Stored records

* * *

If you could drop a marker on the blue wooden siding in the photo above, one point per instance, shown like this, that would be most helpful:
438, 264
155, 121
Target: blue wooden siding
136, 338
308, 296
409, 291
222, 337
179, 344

* * *

> [Task instructions] Restate all of the entries exactly, please.

> [Result below]
If you could drop a marker on the blue wooden siding in the photo above, one point per instance, shown like this, that would be most helpful:
438, 264
155, 121
Target: blue wooden siding
136, 338
308, 296
409, 291
222, 337
179, 344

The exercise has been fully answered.